== Document segment

Problem Representation

A search problem is defined by a state space, an action space, a transition function, and a reward function. Sokoban falls into the category of shortest path problems, which are search problems that simply penalize each step and yield zero reward once a destination state is reached. As such, we are searching for the smallest number of steps to reach a goal state.

The board here has both static and dynamic elements. The presents of walls or goals, for example, does not change as the player moves. This unchanging information, including some precomputed values, are stored in a Game struct:

struct Game
    board_height::Int32
    board_width::Int32
    board::Board # The original board used for solving, 
                 # (which has some precomputation / modification in the tile bit fields)

====

Objectives:
**a.** Please extract the passage from the Sokoban problem representation text above, starting with "struct Game" and going on through "tile bit fields)".
**b.** According to the Sokoban problem representation text above, what four things define a search problem?

== Given records

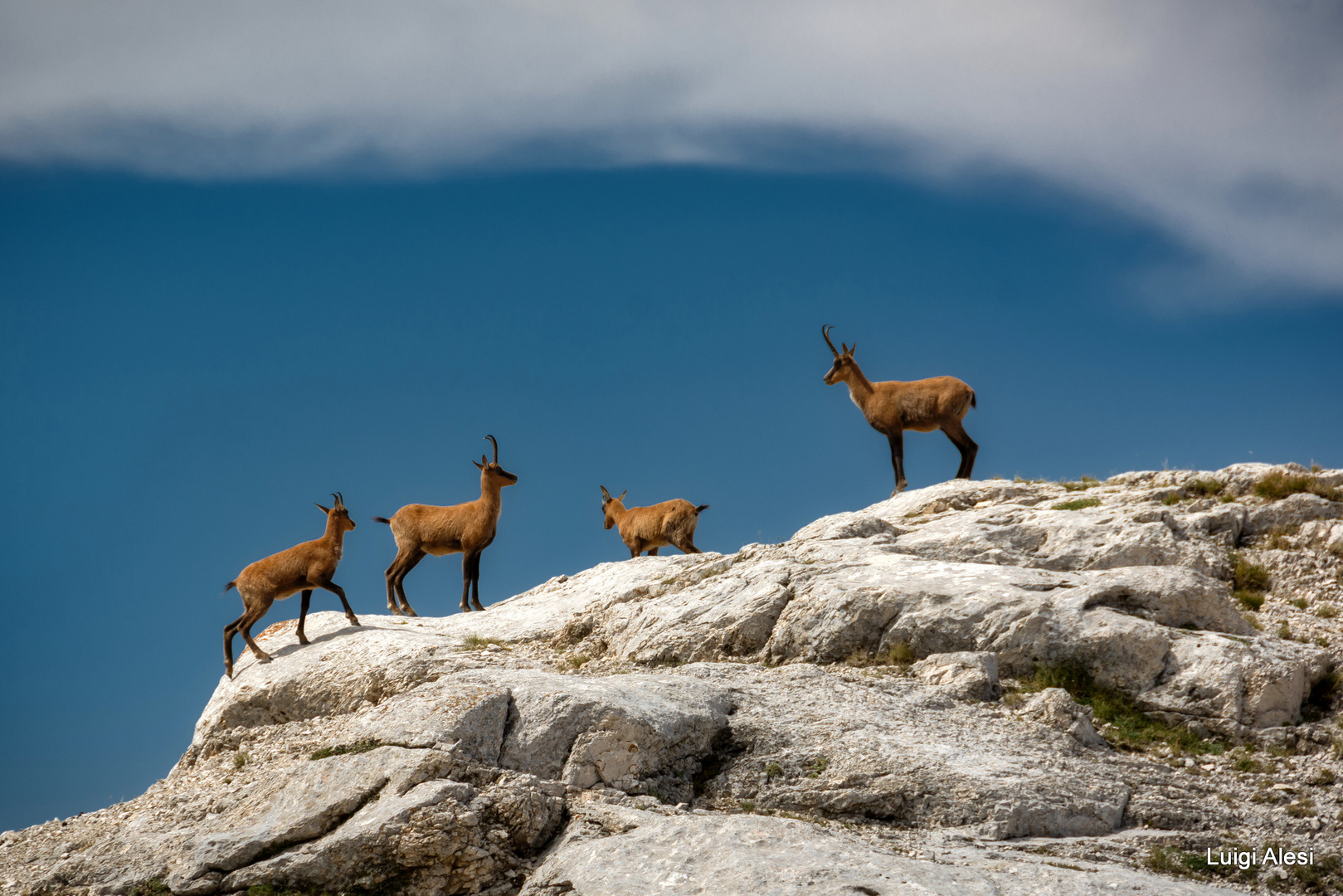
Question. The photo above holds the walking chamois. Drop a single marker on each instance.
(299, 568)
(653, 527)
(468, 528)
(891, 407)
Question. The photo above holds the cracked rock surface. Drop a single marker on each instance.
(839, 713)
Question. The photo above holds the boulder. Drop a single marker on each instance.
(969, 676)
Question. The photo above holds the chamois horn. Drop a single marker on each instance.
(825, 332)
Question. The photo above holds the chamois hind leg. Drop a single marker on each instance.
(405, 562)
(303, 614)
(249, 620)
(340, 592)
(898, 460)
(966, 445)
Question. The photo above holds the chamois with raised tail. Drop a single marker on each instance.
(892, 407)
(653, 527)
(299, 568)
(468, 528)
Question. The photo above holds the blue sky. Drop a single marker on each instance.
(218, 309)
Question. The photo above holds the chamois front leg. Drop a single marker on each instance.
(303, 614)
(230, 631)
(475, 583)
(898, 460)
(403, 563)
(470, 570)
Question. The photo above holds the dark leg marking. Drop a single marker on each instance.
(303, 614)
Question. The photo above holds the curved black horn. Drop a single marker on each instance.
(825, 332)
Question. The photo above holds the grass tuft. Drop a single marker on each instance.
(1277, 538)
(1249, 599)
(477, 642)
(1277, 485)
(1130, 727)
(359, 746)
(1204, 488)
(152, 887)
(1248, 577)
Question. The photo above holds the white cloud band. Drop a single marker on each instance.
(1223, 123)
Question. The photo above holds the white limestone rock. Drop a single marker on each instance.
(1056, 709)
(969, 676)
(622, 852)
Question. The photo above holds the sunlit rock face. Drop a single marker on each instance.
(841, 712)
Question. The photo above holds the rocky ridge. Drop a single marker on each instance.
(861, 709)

====

Expected results:
**a.**
struct Game
    board_height::Int32
    board_width::Int32
    board::Board # The original board used for solving, 
                 # (which has some precomputation / modification in the tile bit fields)

**b.** A state space, an action space, a transition function, and a reward function.